**Belge:**

Yukarıda da bahsedildiği üzere, mobil telekomünikasyon pazarında daha rekabetçi bir pazar oluşturabilmek için ne gibi düzenlemeler yapılabileceği tartışılırken; 3G lisanslarının verilmesi aşamasında Avrupa ve dünya telekomünikasyon pazarında dramatik gelişmeler yaşanmaya başlanmıştır. Avrupa Ülkeleri’nde 2000’li yılların hemen başında UMTS lisanslarını yüksek bedeller ödeyerek alan işletmeciler, o yıllarda dünya telekomünikasyon pazarında ciddi bir ekonomik krizin de baş göstermesi ile zor durumda kalmışlardır. Ekonomik açıdan güç durumlara düşen bazı UMTS işletmecileri lisanslarını iade etmişler bazıları ise mali açıdan çok büyük bir harcama kalemi olan kapsama alanı yükümlülüklerini yerine getiremeyeceklerini bildirmişlerdir. UMTS işletmecilerine kısa süreler zarfında kapsama alanı yükümlülüğü getirilmesi ve bu yükümlülüğün belli bir yüzdesi yerine getirilinceye kadar diğer işletmeciler üzerinden ulusal dolaşım yapabilme hakkı tanınmaması UMTS işletmecilerini zor durumda bırakan nedenler arasındadır.
3G tecrübesi, mobil pazara yeni girecek işletmecilerin yüksek lisans bedelleri ödedikten sonra aynı altyapıyı tekrarlamalarının olumsuz sonuçlar doğurabileceğini göstermektedir. Geçmişten alınan dersler, makul erişim fiyatları ile daha önce kurulmuş olan altyapılar üzerinden hizmet sunularak âtıl kapasitelerden faydalanılmasının olumlu neticeleri olduğunu kanıtlamıştır. AB, 2003 yılında yürürlüğe soktuğu yeni düzenleyici çerçeve ile pazara girişlerin önünü açabilmek için kıt kaynakların etkin ve verimli kullanımına önem vermektedir. Geçmiş deneyimler ışığında; AB, Avrupa telekomünikasyon pazarının içinde bulunduğu bu aşamada, hizmete dayalı rekabeti desteklemekte ve olabildiğince âtıl kapasitelerin kullanımını teşvik edecek yöntemlerin uygulamaya geçirilmesini önermektedir. AB, hizmete dayalı rekabetin, hizmetin çeşitlendirilmesi sayesinde daha tatminkar bir tüketici memnuniyeti sağlayacağını düşünmektedir [3].

**Kayıtlı Bilgiler:**
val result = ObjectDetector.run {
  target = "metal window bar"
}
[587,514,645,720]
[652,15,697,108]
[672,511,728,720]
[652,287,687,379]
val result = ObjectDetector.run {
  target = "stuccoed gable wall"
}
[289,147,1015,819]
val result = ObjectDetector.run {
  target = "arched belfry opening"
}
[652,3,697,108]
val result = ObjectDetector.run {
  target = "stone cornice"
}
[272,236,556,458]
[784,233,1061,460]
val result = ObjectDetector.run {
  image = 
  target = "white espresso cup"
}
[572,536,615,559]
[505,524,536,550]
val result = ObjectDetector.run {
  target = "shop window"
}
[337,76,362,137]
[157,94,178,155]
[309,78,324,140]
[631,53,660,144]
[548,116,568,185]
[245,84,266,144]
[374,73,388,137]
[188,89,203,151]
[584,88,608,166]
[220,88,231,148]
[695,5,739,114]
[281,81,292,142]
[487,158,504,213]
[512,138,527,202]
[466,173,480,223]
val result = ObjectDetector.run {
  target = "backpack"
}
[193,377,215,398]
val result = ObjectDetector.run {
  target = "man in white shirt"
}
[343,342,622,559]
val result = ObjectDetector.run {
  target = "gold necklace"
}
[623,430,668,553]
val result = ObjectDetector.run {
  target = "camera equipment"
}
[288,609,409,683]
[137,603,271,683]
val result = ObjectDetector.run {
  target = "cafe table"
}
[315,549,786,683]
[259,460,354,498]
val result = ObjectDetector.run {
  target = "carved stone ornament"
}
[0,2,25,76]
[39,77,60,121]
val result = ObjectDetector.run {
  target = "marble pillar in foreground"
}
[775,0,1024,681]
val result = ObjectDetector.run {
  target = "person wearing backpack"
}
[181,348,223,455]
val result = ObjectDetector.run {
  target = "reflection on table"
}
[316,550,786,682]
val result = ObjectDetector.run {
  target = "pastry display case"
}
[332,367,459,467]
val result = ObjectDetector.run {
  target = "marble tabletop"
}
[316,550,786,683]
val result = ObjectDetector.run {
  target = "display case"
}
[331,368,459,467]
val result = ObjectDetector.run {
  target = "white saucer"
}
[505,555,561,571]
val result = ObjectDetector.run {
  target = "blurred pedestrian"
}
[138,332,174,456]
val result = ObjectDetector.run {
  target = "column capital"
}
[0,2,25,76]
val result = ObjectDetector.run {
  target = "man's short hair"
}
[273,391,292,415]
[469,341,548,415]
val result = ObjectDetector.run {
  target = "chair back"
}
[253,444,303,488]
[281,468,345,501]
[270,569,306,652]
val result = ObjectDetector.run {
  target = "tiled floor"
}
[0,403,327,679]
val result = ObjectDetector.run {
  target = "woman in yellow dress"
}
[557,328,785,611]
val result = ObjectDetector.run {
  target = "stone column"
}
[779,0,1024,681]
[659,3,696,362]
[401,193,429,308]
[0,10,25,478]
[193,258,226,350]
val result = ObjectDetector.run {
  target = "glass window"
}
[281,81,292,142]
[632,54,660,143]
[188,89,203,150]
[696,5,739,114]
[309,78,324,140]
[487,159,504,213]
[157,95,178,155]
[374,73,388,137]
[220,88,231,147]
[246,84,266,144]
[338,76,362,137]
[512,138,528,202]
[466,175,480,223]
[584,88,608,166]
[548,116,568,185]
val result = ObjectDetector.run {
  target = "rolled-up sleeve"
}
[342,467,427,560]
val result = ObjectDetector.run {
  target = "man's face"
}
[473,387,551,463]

**Görev Ayrıntıları:**
Belgeye göre AB, hizmete dayalı rekabetin ne sağlayacağını düşünmektedir?

**Görev Çıktısı:**
Hizmetin çeşitlendirilmesi sayesinde daha tatminkar bir tüketici memnuniyeti sağlayacağını düşünmektedir.